* _Exercise aim_: Starting with the line that contains "the white plaque", set down each line through the end of the entries below, exactly and with nothing added.

(Records from a dataset)
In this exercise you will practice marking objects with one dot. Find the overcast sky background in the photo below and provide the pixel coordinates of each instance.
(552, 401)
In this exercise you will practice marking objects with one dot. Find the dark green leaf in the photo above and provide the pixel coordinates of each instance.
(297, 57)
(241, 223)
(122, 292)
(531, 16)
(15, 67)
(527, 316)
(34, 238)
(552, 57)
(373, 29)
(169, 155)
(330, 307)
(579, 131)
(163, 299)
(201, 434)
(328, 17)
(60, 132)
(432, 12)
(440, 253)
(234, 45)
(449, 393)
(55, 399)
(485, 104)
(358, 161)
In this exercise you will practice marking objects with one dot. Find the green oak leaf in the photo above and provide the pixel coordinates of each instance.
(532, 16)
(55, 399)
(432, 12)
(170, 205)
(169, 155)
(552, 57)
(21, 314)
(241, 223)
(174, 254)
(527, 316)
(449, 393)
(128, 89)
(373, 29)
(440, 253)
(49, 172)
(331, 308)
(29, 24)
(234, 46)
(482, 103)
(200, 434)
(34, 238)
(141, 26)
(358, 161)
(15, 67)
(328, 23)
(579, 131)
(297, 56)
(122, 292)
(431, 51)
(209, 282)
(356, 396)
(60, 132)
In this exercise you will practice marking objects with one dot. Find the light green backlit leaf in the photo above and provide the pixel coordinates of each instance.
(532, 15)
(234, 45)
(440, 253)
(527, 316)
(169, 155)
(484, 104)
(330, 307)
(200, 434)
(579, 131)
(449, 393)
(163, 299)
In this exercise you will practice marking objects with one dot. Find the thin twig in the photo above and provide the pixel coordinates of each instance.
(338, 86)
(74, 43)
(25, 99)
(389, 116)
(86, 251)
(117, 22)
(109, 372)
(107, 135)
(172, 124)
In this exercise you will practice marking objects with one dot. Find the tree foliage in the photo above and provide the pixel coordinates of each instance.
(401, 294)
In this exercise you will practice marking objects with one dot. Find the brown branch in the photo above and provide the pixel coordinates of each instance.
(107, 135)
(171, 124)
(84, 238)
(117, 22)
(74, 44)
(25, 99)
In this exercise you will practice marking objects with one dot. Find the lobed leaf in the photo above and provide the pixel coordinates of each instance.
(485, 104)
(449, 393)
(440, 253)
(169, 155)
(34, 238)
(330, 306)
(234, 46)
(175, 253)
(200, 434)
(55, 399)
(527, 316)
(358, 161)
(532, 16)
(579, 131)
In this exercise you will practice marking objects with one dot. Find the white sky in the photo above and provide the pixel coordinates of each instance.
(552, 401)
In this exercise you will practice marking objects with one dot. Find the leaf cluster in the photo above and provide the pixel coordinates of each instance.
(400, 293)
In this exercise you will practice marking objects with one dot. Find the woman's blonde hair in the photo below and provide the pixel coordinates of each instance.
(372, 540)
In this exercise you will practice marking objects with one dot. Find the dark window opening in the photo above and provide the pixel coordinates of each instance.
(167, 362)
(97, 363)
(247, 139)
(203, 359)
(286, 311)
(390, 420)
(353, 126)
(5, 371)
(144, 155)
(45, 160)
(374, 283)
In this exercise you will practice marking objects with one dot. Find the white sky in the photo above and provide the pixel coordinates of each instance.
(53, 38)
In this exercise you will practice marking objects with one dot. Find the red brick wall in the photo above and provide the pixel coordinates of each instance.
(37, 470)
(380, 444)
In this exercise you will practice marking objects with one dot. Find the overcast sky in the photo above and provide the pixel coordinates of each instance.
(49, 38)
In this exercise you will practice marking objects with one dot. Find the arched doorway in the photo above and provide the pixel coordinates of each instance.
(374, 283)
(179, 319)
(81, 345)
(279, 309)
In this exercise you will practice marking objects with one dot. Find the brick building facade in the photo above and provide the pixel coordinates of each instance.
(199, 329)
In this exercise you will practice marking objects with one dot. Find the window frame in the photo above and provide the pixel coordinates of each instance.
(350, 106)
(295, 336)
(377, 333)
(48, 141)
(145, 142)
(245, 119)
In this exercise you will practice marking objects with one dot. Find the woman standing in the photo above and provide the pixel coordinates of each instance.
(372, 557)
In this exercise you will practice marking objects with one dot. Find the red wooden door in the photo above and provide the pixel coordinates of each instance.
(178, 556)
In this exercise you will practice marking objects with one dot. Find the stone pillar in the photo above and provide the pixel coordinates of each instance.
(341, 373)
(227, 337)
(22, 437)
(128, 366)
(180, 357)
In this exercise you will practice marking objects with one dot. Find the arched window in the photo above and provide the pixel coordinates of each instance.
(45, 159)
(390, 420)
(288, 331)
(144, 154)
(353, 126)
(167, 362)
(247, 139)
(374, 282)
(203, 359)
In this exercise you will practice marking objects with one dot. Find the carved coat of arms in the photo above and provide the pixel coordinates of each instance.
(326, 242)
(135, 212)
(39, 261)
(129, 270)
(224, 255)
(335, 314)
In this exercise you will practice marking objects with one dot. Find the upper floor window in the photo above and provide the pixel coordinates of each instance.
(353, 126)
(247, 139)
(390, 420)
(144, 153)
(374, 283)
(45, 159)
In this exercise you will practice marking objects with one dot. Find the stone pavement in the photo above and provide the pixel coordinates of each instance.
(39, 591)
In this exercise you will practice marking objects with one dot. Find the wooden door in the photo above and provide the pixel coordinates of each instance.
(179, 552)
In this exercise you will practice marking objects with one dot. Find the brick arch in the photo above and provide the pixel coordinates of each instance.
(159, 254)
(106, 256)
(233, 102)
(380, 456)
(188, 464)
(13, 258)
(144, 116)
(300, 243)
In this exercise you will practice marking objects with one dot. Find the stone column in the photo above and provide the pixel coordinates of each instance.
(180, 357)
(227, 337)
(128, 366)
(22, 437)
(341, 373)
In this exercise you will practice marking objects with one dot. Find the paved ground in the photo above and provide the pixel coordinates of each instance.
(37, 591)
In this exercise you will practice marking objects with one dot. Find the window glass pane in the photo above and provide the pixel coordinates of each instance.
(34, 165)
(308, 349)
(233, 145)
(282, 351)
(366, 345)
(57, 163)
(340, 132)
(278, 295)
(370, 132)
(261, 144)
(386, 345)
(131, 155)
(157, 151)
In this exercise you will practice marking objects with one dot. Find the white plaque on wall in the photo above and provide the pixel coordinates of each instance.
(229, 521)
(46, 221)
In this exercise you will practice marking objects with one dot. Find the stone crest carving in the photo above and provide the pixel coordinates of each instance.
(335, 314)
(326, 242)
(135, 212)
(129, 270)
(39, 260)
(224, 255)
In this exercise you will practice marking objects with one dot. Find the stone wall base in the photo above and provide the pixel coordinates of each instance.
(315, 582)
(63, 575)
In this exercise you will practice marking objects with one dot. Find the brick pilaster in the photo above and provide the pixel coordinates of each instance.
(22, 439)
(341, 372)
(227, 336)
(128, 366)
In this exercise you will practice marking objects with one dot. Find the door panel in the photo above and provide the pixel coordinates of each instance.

* _Answer to this task_:
In this exercise you will practice marking objects with one dot. Find the white plaque on wall in the photo above and provide the pixel coordinates of each instance.
(229, 521)
(46, 221)
In this exercise you will practice marking objects with one dot. Find the stone crest carving in the photo above and provide the pixel coordinates of each instance.
(335, 314)
(326, 242)
(135, 212)
(129, 270)
(39, 260)
(224, 255)
In this exercise you will practice marking objects with one dot. Find the stone wall base in the photo above and provide the pixel coordinates of each instance.
(315, 582)
(63, 575)
In this exercise you will practice marking objects with one dot. Find the brick pilaster in the photo above and provide the pixel coordinates of each instance.
(22, 439)
(341, 372)
(227, 336)
(128, 366)
In this exercise you will practice marking objects with one dot. Find the door panel in the photo above and provide the pixel coordinates of each instance.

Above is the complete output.